Records to process »

━━━━━━━━━━

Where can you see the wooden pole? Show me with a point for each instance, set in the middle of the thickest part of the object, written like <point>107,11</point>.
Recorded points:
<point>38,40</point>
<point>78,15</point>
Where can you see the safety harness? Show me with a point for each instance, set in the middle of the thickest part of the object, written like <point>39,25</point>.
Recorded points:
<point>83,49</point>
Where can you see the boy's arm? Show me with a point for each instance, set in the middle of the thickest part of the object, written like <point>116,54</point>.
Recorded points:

━━━━━━━━━━

Goal » Set down the whole listing above again, line for line and without any changes.

Solution to this exercise »
Where can you see the wooden pole? Show me with a point for each instance, set in the middle of the thickest part of the object, written like <point>107,11</point>.
Recorded points:
<point>38,40</point>
<point>78,15</point>
Where can you see the safety harness? Show me with a point for each instance, set in the middle of the thickest part of the object, written like <point>39,25</point>.
Recorded points:
<point>83,49</point>
Where can you see the boy's arm? Show me with a point for each instance, set in the middle of the thickest part of the object, written like <point>116,54</point>.
Recorded points:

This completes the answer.